### To be done
(a) According to the Spambayes post, what does each call to learn() and unlearn() compute?
(b) Write out the part of the Spambayes post between "I hadn't tried" and "results get worse?", inclusive.

### Passage to read

[Spambayes] all but one testing
Neil Schemenauer
nas@python.ca
Thu, 5 Sep 2002 15:49:23 -0700
Tim Peters wrote:
> I've run no experiments on training set size yet, and won't hazard a guess
> as to how much is enough. I'm nearly certain that the 4000h+2750s I've been
> using is way more than enough, though.
Okay, I believe you.
> Each call to learn() and to unlearn() computes a new probability for every
> word in the database. There's an official way to avoid that in the first
> two loops, e.g.
>
> for msg in spam:
> gb.learn(msg, True, False)
> gb.update_probabilities()
I did that. It's still really slow when you have thousands of messages.
> In each of the last two loops, the total # of ham and total # of spam in the
> "learned" set is invariant across loop trips, and you *could* break into the
> abstraction to exploit that: the only probabilities that actually change
> across those loop trips are those associated with the words in msg. Then
> the runtime for each trip would be proportional to the # of words in the msg
> rather than the number of words in the database.
I hadn't tried that. I figured it was better to find out if "all but
one" testing had any appreciable value. It looks like it doesn't so
I'll forget about it.
> Another area for potentially fruitful study: it's clear that the
> highest-value indicators usually appear "early" in msgs, and for spam
> there's an actual reason for that: advertising has to strive to get your
> attention early. So, for example, if we only bothered to tokenize the first
> 90% of a msg, would results get worse?

### Items
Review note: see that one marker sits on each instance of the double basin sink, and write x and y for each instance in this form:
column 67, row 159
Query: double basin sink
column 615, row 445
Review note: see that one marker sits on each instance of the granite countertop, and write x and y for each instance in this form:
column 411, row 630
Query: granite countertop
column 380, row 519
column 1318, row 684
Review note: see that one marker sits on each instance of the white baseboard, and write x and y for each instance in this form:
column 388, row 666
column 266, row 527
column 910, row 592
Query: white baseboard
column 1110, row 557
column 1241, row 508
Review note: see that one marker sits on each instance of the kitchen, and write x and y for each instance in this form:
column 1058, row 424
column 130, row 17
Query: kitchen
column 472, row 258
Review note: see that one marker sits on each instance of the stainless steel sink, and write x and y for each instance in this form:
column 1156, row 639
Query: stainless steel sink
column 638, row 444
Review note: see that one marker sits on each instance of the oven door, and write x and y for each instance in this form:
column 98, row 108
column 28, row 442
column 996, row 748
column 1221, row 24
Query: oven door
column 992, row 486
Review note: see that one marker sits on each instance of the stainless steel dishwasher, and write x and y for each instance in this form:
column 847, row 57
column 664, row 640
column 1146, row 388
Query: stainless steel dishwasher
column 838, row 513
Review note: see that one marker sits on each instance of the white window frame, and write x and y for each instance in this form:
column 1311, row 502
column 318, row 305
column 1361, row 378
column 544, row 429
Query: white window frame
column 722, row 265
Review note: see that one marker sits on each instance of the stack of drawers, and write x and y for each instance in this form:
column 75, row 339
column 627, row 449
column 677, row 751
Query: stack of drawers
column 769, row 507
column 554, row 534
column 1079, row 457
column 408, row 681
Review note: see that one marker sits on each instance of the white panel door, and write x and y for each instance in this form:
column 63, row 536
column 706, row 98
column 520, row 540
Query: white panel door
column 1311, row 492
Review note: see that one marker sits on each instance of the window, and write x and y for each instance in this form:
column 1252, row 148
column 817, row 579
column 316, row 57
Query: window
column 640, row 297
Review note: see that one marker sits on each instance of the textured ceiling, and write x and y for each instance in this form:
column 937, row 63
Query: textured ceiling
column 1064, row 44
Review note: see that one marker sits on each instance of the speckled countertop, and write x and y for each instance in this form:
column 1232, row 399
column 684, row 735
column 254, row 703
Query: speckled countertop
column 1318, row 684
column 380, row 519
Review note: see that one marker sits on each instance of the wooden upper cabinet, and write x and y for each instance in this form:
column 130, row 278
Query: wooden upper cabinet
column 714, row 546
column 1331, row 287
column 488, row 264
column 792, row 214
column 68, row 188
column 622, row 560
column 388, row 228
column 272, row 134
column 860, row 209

--

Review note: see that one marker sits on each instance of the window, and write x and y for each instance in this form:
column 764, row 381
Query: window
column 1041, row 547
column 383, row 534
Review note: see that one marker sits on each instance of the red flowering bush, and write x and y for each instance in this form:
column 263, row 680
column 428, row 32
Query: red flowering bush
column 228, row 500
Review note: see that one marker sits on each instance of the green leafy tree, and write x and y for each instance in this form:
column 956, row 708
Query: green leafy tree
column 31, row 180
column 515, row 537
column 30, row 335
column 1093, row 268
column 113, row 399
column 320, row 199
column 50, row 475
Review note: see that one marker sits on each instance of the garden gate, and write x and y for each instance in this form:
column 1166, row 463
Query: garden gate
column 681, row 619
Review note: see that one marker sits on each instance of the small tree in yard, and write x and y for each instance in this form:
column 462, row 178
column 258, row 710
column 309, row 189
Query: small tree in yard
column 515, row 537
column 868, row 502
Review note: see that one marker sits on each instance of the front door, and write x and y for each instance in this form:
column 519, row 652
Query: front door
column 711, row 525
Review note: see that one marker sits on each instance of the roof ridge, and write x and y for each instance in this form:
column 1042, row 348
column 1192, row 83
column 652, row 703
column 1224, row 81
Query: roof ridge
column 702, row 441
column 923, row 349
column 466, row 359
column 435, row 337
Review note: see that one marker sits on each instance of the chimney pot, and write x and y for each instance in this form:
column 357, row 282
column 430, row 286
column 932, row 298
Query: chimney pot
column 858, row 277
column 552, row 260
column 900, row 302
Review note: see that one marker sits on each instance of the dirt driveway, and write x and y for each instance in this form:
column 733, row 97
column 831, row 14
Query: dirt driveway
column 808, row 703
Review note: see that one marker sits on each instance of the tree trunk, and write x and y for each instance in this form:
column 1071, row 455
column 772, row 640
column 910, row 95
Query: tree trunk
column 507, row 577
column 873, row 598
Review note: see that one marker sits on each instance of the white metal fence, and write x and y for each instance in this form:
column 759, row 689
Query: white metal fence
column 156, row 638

### Outputs for the tasks
(a) A new probability for every word in the database.

(b)
I hadn't tried that. I figured it was better to find out if "all but
one" testing had any appreciable value. It looks like it doesn't so
I'll forget about it.
> Another area for potentially fruitful study: it's clear that the
> highest-value indicators usually appear "early" in msgs, and for spam
> there's an actual reason for that: advertising has to strive to get your
> attention early. So, for example, if we only bothered to tokenize the first
> 90% of a msg, would results get worse?